> [WHAT THIS EXERCISE ASKS]:
- 1) Reproduce the passage of the gestational trophoblastic neoplasia exam question starting at "Question Of The" and ending at "score of 11.".
- 2) Pick up the gestational trophoblastic neoplasia exam question after its final sentence and write what comes next.
***** SELECTED EXCERPT *****
Question Of The Day: ABOG Exam
Which of the following is the MOST appropriate treatment for a patient with gestational trophoblastic neoplasia (GTN) who is noted to have high-risk disease and a WHO score of 11 but desires future fertility?
- A. Actinomycin-D
- B. Etoposide, actinomycin-D, methotrexate, cyclophosphamide, vincristine
- C. Hysterectomy
- D. Methotrexate
- E. Suction dilatation and curettage
Correct Answer Explanation:
Etoposide, actinomycin-D, methotrexate, cyclophosphamide, and vincristine is the treatment of choice for this patient.
The patient described above has Stage 3 GTN and also high-risk gestational trophoblastic neoplasia (GTN) with a WHO score of 11.
- A score of 0 to 6 suggests low risk of resistance to single-agent chemotherapy
- A score of ≥7 and/or Stage IV predicts a high risk of resistance to monotherapy and requires combination chemotherapy
Initial treatment of these patients, especially those who desire future fertility, is multidrug therapy using etoposide, methotrexate, actinomycin-D, cyclophosphamide, and vincristine (Oncovin)—or EMACO. GTN remains a disease that is highly responsive to chemotherapy, with remission rates for low-risk disease close to 100%. Given this patient’s high WHO score, she will require combination chemotherapy.
Overall, for GTN, treatment depends on the FIGO staging and the WHO prognostic scoring system.
***** DATA TO EXAMINE *****
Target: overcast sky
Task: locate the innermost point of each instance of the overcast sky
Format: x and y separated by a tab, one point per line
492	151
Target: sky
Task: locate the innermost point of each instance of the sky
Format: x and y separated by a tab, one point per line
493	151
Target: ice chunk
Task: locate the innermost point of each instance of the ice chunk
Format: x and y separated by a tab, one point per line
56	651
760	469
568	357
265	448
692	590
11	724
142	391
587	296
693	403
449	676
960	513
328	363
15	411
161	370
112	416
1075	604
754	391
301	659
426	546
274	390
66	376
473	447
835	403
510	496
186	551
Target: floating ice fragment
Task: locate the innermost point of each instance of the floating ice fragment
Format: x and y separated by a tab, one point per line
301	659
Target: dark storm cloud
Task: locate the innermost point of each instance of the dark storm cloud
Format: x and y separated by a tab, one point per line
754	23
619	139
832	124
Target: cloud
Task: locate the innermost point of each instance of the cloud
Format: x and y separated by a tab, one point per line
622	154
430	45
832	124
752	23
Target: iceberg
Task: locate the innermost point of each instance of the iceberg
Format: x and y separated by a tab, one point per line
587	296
*****
> [RESPONSES]:
- 1)
Question Of The Day: ABOG Exam
Which of the following is the MOST appropriate treatment for a patient with gestational trophoblastic neoplasia (GTN) who is noted to have high-risk disease and a WHO score of 11 but desires future fertility?
- A. Actinomycin-D
- B. Etoposide, actinomycin-D, methotrexate, cyclophosphamide, vincristine
- C. Hysterectomy
- D. Methotrexate
- E. Suction dilatation and curettage
Correct Answer Explanation:
Etoposide, actinomycin-D, methotrexate, cyclophosphamide, and vincristine is the treatment of choice for this patient.
The patient described above has Stage 3 GTN and also high-risk gestational trophoblastic neoplasia (GTN) with a WHO score of 11.

- 2)
|I||Disease confined to the uterus|
|II||Disease outside of the uterus but is limited to the genital structures|
|III||Disease extends to the lungs with or without known genital tract involvement|
|IV||All other metastatic sites|
WHO Prognostic Scoring System
|Age (years)||≤ 39||≤ 39|
|Antecedent pregnancy||Hydatidiform mole||Abortion||Term|
|Internal (months)||< 4||4-6||7-12||12+|
|hCG (IU/L)||< 1,000||1,000-10,000||10,000-100,000||100,000+|
|Largest tumor||< 3cm||3-4cm||5+ cm|
|Site(s) of metastasis||Lung||Spleen, kidney||GI tract, liver||Brain|
|Number of metastases||1-3||4-8||8+|
|Prior chemotherapy||Single drug||Two or more drugs|
Actinomycin-D is an appropriate first-line agent for low-risk disease when there is a known reaction to methotrexate. This patient, however, has high-risk disease and would benefit from multiple drug therapy.
Hysterectomy is necessary if her disease is refractory to all treatments. It is not the initial treatment of choice, particularly in this patient who desires future childbearing.
Methotrexate is the first-line agent for low-risk disease, for which single-agent therapy is usually sufficient. This patient, however, has high-risk disease and would benefit from multiple drugs.
E. Suction dilatation and curettage
Suction dilatation and curettage would provide no benefit and is not indicated. It may seed more neoplastic cells into the myometrium and further promote metastasis.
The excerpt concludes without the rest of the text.